§ Text shown:
+-------+

Other Important Things to Know About the BAT
While President-elect Trump’s tax reform plan does not include a BAT, Mr. Trump and his advisors have spoken favorably about a border tax to discourage maquiladoras and imports. Since the policies between Mr. Trump’s border tax and the Blueprint’s BAT seem aimed at the same circumstances and the same result, and given the significant synergies between the Trump and House Republican tax reform plans, melding the two concepts as tax reform progresses seems likely.
Trade experts warn that the BAT could be viewed as a discriminatory tax or a prohibited export subsidy not compatible with the United States’ World Trade Organization (“WTO”) commitments. A successful challenge at the WTO by U.S. trading partners likely would take several years to resolve, but could result in punitive tariffs on U.S. exports and leave U.S. businesses in limbo, calibrating risks while awaiting clarity. Although House Republicans acknowledge this possibility, they consider the BAT an indirect tax, like the European VAT, which would not run afoul of WTO rules.
Economists are split on the impact of the BAT. For example, some say that the value of the dollar will increase as a result, reducing the effective cost of imports over the longer term. Others are more concerned about the effective short-term increase in the cost of imports.
House Republican Response
House Republicans are frustrated that hard lines are being drawn even before they release a formal plan. They are aware of the concerns about the BAT and are working to design a response that would mitigate those concerns, including possible transition rules for raw materials and certain commodities, while keeping the overarching policy in place. They want stakeholders to run the numbers in the context of the overall Blueprint, including lower rates, full expensing, a territorial international system, and repatriation, to see how they come out in the big picture. Then they want to hear from stakeholders so they can understand their business flows and practices.

+-------+

§ Supplied information:
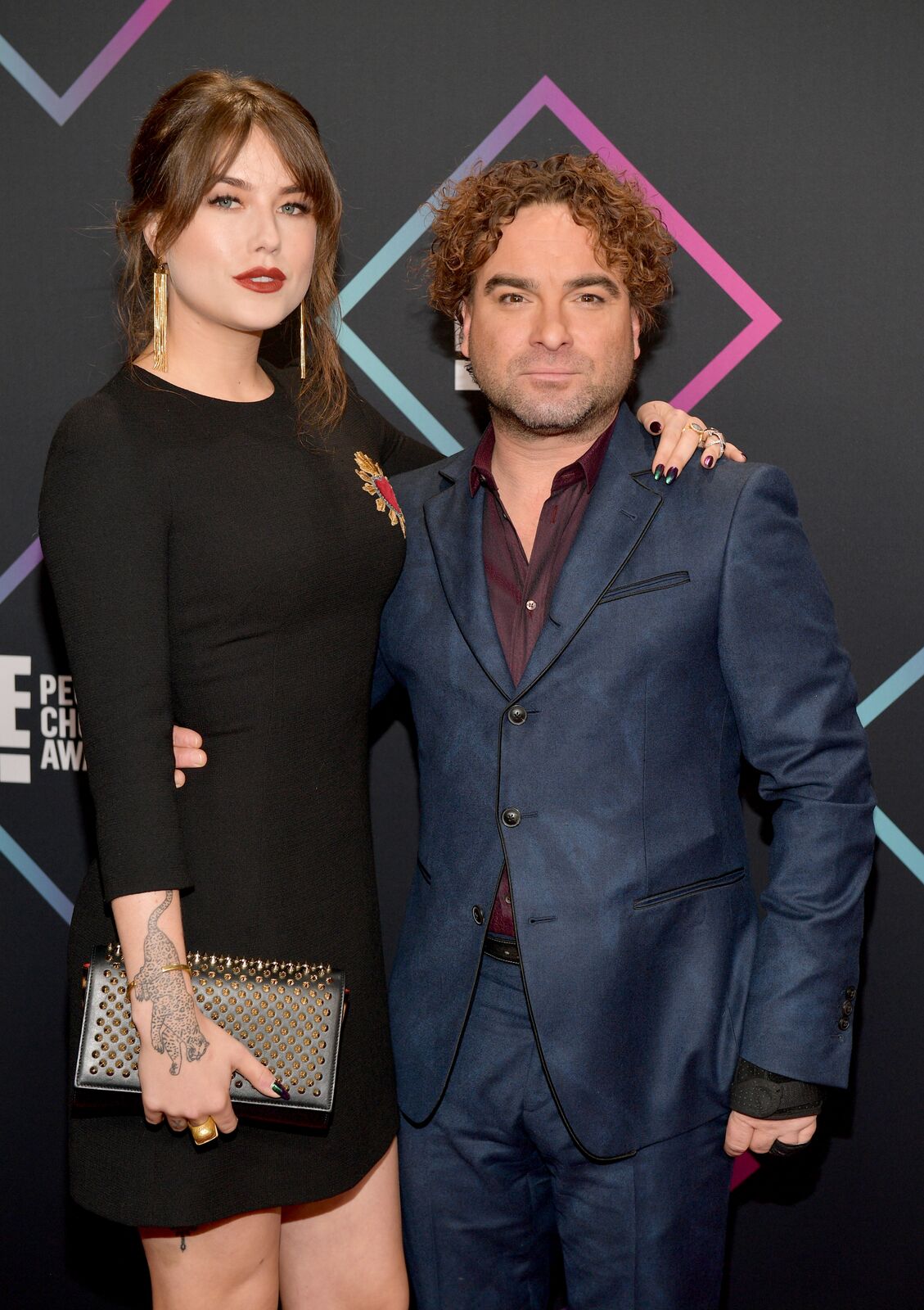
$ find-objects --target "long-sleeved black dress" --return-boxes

+-------+

§ Task requirements:
[A] According to the text on the BAT, what kind of tax do House Republicans consider it to be?
[B] Pick up the text on the BAT after its last sentence and keep it going.
The data isn't needed here.

§ Numbered responses:
[A] An indirect tax, like the European VAT.

[B]
One thing seems certain — House Republicans plan to stick with the BAT. Speaker Ryan and Ways and Means Committee Chairman Brady continually reiterate their support for the BAT in the face of criticism. With estimates that the BAT could raise as much at $1.3 trillion and pay for almost one-third of tax reform — and stem the tide of businesses leaving the United States — it seems far more likely that House Republicans will tinker with it rather than abandon it altogether.
What Will You Tell the C-Suite?
Don’t be caught napping. Time is short. Work on the BAT has been underway for months, and Chairman Brady plans to have his tax reform plan ready when then-President Trump and Speaker Ryan say it’s time. You need to be ready, as well. Know whether the BAT affects you. Run the numbers to see how it affects your business. And have a plan to respond. This is a time when you may not be able to rely on your trade association, since many will have members on both sides of the issue and will not be able to take a position. How will you explain to the C Suite what you are doing to protect the interests of your company?